• **Exercise requirements**
[a] In the Sea Monkeys passage, what grows under the chin of the males?
[b] Carry on the Sea Monkeys passage, starting after its final sentence.

• **Passage shown**
## BEGIN

This included being able to exist in a cryptobiosis state, essentially a period of suspended animation, where in the absence of water, they shut down their metabolic processes.
Learning that they could survive for many years within this protective casing, for example in the event of a lake drying up, he found out that as soon as you did provide them with water something incredible would happen.
Not only would their protective shells begin to hatch, but out would emerge a translucent creature that possessed one eye. As matured they would develop two more, as well as the ability to breathe out of gills on their feet. Furthermore, the males would sprout tiny whiskers under their chin and the females could self-fertilize their eggs.
To most people brine shrimp was just fish food, but to von Braunhut, they represented a way to capture the imagination of children, whilst himself getting very rich indeed.
The Launch of the Sea Monkeys
At a time when children were fascinated by ant farms, von Braunhut reasoned that children would love to rear the brine shrimp from their cryptobiosis state.

## END

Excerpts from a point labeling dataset
## BEGIN

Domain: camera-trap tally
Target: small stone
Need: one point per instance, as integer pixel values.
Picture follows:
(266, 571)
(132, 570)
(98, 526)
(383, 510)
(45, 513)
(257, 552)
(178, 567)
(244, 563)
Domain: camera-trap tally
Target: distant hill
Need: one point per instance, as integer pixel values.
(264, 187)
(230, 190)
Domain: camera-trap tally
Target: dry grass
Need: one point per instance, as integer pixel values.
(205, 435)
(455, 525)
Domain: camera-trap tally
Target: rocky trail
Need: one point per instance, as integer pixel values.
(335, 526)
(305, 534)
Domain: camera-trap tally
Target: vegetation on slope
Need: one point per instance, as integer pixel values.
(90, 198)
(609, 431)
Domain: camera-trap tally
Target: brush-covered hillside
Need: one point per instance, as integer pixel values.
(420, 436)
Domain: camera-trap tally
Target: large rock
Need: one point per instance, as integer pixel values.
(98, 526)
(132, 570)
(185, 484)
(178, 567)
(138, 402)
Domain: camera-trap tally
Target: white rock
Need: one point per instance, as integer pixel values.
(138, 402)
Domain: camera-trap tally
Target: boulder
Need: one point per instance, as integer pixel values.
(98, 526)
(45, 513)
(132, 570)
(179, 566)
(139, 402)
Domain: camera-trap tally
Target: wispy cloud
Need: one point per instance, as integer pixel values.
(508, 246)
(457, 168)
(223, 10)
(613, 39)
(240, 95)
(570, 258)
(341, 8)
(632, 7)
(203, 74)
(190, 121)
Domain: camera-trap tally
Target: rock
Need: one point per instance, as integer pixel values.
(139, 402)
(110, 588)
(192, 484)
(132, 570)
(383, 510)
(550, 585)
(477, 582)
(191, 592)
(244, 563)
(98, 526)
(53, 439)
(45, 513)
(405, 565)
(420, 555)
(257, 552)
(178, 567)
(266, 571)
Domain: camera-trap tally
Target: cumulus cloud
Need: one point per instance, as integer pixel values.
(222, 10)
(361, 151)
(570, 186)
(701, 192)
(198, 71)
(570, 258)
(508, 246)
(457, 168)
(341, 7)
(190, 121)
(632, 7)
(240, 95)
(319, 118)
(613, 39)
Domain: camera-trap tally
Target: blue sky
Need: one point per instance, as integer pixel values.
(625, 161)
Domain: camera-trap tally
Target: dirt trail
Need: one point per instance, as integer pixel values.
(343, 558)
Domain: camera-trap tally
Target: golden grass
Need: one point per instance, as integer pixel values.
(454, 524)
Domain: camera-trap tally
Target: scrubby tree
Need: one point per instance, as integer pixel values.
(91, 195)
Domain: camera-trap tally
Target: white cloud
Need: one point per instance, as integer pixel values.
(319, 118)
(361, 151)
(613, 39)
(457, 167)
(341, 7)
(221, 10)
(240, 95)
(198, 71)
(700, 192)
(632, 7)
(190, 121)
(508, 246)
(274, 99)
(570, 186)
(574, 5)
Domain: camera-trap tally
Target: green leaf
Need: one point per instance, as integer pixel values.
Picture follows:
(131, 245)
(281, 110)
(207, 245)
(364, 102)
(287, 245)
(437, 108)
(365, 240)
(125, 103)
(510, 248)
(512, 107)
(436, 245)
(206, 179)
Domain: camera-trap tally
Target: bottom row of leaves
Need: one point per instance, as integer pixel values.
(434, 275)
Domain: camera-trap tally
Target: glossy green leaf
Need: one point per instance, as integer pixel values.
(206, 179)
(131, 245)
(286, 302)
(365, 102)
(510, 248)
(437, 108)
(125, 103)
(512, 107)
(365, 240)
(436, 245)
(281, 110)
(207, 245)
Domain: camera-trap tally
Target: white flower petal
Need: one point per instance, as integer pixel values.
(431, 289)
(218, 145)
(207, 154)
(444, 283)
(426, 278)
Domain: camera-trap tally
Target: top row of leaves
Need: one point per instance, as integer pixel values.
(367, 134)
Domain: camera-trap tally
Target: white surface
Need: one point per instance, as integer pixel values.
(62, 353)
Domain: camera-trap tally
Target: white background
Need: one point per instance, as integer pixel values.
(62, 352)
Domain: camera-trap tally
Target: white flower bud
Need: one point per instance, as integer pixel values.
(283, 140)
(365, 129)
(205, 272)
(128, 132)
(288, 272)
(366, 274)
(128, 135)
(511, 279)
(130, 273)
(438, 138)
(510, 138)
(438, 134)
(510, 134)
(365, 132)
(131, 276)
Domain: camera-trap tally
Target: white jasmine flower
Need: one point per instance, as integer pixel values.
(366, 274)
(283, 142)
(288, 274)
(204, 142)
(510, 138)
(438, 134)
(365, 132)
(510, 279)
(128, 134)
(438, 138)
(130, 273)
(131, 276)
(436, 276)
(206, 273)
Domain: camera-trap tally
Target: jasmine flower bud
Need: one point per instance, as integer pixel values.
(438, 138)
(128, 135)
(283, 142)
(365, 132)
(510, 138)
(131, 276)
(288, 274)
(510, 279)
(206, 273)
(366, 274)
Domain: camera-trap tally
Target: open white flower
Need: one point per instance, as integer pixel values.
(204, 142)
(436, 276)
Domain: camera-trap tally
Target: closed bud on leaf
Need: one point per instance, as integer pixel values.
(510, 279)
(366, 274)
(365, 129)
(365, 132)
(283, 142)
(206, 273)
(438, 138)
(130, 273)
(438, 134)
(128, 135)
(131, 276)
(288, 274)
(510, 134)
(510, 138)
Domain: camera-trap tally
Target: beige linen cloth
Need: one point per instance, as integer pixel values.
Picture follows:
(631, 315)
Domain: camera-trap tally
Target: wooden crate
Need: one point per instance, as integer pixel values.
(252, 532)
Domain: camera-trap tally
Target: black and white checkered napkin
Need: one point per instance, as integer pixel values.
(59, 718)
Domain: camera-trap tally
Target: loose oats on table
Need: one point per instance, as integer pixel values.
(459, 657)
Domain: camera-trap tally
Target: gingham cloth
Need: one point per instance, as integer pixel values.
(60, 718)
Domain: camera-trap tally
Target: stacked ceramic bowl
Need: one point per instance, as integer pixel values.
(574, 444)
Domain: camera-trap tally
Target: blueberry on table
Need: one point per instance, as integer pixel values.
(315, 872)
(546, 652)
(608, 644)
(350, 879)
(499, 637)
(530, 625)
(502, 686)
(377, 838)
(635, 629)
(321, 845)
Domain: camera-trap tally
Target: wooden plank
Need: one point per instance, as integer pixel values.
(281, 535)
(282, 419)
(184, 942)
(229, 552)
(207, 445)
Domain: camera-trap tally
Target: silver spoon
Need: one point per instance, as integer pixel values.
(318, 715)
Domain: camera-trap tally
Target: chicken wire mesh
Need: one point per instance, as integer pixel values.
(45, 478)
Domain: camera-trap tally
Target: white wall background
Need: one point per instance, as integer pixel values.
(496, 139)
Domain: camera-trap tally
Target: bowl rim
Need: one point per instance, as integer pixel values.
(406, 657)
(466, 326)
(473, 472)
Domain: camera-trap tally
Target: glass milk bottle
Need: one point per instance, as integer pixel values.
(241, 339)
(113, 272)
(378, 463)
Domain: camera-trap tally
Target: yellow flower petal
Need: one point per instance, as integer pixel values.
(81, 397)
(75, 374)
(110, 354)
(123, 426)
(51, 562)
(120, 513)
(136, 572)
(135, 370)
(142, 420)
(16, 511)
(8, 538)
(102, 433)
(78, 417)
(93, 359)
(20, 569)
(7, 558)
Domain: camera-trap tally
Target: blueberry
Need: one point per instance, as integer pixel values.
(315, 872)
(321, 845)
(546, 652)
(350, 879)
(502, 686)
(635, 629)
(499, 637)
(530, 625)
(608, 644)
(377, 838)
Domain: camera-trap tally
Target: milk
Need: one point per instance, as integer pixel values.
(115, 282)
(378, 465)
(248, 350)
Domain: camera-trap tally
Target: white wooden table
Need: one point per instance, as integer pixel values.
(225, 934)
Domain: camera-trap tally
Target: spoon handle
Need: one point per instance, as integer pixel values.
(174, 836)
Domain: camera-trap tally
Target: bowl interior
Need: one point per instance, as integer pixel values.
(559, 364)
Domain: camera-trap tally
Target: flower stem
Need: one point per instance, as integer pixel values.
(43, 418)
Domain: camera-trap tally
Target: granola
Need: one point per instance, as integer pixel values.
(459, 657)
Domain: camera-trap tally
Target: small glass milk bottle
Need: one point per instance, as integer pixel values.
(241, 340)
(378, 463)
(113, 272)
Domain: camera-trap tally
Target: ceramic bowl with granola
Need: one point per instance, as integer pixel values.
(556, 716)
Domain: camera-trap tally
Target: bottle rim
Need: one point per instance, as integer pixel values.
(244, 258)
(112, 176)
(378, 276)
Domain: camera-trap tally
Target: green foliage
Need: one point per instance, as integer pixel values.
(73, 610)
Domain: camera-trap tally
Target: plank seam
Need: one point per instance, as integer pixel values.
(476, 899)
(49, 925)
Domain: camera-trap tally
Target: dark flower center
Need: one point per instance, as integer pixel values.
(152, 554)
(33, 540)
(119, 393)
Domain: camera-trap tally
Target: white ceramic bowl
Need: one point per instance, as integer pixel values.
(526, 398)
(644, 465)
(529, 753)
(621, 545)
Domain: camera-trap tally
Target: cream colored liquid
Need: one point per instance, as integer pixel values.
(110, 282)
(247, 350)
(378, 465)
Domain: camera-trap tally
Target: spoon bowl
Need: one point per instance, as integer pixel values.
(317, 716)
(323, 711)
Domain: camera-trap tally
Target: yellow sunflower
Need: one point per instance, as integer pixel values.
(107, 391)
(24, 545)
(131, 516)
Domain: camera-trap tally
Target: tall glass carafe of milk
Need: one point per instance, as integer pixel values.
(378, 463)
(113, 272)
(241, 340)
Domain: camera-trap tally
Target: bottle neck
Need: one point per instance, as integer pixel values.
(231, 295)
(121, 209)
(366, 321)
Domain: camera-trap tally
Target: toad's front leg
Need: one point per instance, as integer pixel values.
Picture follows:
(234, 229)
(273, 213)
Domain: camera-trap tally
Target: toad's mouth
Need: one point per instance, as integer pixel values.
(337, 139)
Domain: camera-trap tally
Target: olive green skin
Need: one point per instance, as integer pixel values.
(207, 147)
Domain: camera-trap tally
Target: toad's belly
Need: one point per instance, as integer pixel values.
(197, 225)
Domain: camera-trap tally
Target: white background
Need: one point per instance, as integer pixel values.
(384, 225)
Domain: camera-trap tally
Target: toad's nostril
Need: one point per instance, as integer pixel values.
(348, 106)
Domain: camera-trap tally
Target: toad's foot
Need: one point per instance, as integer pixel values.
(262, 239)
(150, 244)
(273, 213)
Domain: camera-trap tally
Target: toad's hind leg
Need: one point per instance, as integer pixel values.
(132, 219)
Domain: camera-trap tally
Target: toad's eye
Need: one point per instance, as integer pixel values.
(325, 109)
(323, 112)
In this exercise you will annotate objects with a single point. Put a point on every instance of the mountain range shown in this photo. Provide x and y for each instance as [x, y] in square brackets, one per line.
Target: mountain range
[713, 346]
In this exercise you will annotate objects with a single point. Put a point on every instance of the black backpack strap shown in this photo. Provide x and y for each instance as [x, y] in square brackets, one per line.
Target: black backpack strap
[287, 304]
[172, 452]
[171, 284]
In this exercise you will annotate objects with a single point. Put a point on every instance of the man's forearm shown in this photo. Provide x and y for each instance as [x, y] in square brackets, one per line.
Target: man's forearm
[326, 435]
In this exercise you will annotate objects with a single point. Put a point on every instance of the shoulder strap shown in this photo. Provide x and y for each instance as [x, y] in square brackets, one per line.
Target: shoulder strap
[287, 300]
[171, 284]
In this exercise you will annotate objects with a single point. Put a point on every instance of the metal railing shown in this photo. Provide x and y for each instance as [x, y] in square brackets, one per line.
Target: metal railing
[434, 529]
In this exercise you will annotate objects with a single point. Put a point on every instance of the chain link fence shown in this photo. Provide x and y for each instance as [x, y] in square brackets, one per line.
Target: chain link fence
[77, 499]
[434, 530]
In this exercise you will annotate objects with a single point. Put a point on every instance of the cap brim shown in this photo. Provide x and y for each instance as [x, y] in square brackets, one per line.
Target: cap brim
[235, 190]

## END

• **Responses by task**
[a] Tiny whiskers.

[b]
Furthermore he posited that if you could send the dehydrated eggs to customers in the mail, then have them reenergise in water using, what he would market as his secret nutrient formula, he was certain he had on his hands the next big thing.
And he was right.
In the coming years he worked furiously in a barn at his property to perfect a mail-order package offering. This eventually consisted of three packets. One to condition tap water, another full of nutrients that included yeast and algae, and one with the shrimp eggs.
Once this package was ready for sale in the early 1960s he approached a number of toy companies, who unfortunately did not share his enthusiasm for the product. Hitting a brick wall, he decided his best course of action was to market directly to children. Which proved to be a masterstroke.
Marketing to Kids through comics
Failing to make headway with company executives, von Braunhut began a series of advertising campaigns that showcased to children the delights of his Sea Monkeys product, which he initially called ‘Instant Life’.
Recognising that taking out an advertisement in a comic book was a much cheaper way of promoting his product than television commercials, which was what the major toy companies were doing, he started a concerted campaign in 1962. Targeting a range of publications that included the likes of Batman and Archie.
Some of his advertising claims were a bit of a stretch, with von Braunhut, who wrote all the copy for the Sea-Monkey ads, claiming the brine shrimp could be hypnotised with light, obey commands and even dance!
Other claims he made bordered on the ridiculous, including that they could play baseball and race on a speedway kit. Both of which involved spending more money to buy associated products.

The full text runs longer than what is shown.